■ What is asked
Resume the press announcement about the Carvertise and Azira partnership, starting right after its last sentence.

■ Given passage
○ ○ ○ ○
Carvertise and Azira today announced a partnership that enables destination marketing organizations to measure how rideshare vehicle advertising influences real-world travel behavior, connecting physical ad exposure to verified visitation data for the first time within a single tourism media solution.

Azira, the Pasadena-based location intelligence company, today announced a strategic partnership with Carvertise, a Wilmington, Delaware-based rideshare advertising firm, that will allow destination marketing organizations - commonly referred to as DMOs - to tie out-of-home advertising campaigns directly to verified destination visits. The announcement, made June 2, 2026, is the first publicly confirmed integration between a rideshare advertising platform and a location intelligence attribution stack explicitly designed for the tourism sector.
○ ○ ○ ○
■ Raw records
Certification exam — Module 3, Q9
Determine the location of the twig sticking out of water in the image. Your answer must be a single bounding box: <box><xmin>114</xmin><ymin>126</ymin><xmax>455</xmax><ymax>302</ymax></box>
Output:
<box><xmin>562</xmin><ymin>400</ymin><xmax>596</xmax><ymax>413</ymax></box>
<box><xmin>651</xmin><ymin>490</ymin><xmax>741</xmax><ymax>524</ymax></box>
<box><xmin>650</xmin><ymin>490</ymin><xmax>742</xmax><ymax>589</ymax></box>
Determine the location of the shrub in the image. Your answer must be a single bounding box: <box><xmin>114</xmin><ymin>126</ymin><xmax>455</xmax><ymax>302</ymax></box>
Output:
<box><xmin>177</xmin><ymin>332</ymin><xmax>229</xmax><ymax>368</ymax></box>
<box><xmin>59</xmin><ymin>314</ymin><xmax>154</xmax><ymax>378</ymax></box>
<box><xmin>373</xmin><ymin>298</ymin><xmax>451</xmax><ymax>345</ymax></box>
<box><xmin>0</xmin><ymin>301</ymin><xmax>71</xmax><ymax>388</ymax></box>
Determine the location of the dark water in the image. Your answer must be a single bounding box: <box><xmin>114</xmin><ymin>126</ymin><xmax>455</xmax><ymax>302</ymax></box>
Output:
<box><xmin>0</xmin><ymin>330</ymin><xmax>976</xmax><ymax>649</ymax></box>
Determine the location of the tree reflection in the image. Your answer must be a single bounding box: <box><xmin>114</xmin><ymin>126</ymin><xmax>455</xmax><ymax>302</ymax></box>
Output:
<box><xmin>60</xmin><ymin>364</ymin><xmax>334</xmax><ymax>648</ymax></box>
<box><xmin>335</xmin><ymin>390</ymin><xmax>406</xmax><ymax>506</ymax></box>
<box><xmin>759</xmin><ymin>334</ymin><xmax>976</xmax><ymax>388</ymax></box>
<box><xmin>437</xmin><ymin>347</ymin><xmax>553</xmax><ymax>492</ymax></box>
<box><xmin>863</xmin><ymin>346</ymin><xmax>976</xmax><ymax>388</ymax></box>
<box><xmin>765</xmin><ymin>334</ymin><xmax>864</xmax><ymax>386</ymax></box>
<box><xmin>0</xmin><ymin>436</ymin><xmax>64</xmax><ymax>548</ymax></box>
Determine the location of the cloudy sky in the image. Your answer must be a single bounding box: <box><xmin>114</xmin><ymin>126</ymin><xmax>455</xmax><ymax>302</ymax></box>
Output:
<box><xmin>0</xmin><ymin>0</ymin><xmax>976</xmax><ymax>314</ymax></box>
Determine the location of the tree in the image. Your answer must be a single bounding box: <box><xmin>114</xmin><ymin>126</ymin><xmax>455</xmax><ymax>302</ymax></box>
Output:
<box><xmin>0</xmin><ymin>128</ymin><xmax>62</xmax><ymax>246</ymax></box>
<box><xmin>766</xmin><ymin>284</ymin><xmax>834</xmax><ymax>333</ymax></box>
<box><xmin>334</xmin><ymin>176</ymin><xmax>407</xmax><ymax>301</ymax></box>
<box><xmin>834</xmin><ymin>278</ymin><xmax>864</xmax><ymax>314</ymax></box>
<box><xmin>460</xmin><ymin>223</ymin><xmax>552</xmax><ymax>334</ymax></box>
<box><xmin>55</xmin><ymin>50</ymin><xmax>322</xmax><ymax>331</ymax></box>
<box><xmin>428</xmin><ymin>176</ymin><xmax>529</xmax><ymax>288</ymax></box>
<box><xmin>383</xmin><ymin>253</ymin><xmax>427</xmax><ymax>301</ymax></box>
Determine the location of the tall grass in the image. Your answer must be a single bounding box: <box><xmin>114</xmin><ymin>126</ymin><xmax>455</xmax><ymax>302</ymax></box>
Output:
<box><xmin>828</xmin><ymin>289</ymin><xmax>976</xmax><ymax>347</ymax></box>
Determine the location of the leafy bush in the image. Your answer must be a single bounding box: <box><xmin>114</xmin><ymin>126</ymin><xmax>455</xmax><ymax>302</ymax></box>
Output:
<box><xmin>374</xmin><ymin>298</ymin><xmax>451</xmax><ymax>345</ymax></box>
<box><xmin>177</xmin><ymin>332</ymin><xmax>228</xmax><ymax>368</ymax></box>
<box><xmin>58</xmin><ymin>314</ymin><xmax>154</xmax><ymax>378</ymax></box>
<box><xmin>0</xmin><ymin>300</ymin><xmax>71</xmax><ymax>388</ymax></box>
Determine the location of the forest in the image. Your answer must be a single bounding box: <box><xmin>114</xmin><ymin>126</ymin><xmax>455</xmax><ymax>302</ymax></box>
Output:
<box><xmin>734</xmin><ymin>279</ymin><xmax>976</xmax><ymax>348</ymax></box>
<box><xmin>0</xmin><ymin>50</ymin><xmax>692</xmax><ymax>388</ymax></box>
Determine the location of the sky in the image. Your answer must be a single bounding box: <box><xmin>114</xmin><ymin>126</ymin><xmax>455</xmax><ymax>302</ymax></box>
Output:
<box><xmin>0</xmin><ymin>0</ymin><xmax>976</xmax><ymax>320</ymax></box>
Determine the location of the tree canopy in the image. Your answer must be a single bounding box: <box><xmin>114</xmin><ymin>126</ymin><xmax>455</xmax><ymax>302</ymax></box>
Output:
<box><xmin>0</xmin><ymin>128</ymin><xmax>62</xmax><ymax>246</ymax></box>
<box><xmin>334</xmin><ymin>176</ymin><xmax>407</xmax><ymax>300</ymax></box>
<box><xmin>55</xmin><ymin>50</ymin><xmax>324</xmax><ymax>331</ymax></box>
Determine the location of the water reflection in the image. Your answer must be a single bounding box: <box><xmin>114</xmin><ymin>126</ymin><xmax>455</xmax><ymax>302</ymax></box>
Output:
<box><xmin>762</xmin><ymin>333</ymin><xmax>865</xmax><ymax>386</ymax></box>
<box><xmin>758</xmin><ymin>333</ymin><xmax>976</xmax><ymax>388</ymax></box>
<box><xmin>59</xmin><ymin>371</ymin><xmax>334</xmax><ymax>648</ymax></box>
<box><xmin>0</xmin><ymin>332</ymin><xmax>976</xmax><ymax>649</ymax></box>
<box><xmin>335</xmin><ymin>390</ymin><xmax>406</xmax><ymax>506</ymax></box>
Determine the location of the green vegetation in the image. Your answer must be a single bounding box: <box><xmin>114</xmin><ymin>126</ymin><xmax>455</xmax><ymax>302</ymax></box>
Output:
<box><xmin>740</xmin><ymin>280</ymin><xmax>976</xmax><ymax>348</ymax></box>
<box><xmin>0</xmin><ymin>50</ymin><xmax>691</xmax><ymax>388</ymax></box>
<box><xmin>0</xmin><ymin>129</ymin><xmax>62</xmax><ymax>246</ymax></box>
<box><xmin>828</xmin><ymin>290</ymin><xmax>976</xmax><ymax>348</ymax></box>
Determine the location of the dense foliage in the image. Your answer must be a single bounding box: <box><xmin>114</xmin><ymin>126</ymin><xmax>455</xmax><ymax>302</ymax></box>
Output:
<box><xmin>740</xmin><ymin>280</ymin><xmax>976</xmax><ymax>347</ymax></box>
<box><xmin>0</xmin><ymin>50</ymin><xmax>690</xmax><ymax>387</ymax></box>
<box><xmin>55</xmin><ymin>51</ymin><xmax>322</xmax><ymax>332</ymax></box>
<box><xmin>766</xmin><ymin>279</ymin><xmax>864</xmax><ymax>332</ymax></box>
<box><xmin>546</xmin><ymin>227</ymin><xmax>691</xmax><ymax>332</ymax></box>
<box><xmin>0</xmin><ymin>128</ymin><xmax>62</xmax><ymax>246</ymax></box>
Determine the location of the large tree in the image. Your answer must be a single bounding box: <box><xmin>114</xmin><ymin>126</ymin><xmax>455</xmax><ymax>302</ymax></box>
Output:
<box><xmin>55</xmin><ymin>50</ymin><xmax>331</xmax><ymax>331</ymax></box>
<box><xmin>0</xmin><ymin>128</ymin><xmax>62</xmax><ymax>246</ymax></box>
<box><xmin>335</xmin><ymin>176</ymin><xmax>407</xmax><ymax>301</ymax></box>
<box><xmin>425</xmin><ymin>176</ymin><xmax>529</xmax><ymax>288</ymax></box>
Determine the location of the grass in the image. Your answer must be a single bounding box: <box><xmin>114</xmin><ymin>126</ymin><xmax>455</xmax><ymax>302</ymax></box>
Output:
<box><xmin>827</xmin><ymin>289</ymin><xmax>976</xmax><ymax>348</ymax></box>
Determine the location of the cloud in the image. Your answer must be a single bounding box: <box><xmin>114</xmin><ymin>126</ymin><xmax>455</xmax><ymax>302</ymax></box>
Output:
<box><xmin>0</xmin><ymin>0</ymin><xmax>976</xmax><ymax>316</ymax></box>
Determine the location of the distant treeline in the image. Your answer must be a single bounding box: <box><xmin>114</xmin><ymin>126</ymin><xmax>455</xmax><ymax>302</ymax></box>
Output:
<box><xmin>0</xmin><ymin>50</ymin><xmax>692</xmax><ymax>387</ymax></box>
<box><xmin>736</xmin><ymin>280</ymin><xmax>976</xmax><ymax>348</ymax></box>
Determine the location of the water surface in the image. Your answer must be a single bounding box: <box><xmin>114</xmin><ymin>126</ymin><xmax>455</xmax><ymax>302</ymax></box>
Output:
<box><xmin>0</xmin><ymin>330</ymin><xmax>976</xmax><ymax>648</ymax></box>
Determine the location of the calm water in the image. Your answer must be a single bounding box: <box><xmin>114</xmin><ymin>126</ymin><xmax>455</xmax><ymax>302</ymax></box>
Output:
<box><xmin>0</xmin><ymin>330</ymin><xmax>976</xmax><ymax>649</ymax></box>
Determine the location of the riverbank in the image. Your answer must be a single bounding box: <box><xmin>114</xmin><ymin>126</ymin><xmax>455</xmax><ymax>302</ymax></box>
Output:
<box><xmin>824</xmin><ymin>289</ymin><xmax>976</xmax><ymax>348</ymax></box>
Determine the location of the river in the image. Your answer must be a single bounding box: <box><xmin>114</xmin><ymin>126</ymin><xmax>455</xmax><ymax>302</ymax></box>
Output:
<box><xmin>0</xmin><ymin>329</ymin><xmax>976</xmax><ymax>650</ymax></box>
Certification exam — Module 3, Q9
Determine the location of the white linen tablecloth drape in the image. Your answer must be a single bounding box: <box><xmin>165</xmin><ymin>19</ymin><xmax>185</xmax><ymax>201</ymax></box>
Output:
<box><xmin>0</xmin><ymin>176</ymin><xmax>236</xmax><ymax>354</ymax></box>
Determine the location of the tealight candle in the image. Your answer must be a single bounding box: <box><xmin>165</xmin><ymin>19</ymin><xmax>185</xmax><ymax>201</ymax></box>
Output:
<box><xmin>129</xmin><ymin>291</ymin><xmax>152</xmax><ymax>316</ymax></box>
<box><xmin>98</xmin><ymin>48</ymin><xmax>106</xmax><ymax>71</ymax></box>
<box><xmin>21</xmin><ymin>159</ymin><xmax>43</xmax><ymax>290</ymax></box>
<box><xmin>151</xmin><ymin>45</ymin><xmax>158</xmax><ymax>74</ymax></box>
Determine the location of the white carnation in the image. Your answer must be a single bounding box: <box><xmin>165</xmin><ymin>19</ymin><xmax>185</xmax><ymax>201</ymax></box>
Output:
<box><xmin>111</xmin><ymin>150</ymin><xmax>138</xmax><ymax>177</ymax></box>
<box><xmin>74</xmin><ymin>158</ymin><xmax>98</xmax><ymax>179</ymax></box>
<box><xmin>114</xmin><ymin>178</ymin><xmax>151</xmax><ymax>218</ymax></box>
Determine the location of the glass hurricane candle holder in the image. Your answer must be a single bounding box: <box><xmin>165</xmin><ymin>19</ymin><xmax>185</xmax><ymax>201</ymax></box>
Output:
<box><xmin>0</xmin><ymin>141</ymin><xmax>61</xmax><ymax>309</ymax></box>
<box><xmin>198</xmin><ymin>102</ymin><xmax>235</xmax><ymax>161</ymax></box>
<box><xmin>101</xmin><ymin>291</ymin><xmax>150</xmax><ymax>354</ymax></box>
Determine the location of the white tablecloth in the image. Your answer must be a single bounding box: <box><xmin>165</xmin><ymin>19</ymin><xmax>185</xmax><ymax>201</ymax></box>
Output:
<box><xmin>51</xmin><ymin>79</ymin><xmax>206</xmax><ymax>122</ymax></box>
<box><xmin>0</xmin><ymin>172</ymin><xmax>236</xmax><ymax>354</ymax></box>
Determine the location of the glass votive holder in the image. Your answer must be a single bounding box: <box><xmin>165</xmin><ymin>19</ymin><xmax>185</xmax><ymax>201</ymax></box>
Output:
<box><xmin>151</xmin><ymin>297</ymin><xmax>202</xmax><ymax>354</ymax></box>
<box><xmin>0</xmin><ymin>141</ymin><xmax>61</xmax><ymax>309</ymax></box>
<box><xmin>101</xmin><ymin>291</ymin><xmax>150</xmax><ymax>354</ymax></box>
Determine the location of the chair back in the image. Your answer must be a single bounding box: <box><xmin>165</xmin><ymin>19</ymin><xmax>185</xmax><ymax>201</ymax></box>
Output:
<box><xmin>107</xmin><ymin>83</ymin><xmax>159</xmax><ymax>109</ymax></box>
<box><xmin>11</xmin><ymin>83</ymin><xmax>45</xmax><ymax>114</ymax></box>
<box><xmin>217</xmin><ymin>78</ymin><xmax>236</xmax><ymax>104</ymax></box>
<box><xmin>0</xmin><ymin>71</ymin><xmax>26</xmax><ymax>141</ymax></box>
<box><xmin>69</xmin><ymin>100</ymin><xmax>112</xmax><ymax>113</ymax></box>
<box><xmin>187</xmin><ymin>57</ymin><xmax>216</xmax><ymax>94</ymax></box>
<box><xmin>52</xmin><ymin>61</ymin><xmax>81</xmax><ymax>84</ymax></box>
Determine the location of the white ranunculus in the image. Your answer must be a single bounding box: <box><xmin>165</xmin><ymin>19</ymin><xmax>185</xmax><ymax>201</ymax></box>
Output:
○ ○ ○ ○
■ Exercise answer
The arrangement addresses a measurement gap that has persisted in the out-of-home advertising sector for years. While digital channels offer click-through rates, conversion pixels, and post-click attribution windows, most physical media campaigns have historically generated only estimated impression figures and brand lift surveys. There has been no standardized mechanism to answer a question fundamental to DMO budget committees: did the people who saw our vehicle wrap actually visit?

How the attribution pipeline works

According to Carvertise, the company operates a nationwide fleet of branded vehicles driven by Uber, Lyft, and delivery platform drivers. Campaigns place wrapped or partially branded vehicles within what the company describes as key feeder markets - geographic areas from which a significant share of visitors to any given destination originate. Airports, downtown corridors, entertainment districts, and event environments are the primary deployment zones.

The technical integration with Azira adds a post-exposure measurement layer. According to Azira, its platform is built on a consent-driven data infrastructure processing trillions of global location signals. The system applies patented machine learning models to identify whether mobile devices that were in proximity to the campaign vehicles later appeared at the advertised destination. This methodology produces what both companies describe as verified visitation figures - a count of consumers who can be attributed to the campaign with statistical confidence.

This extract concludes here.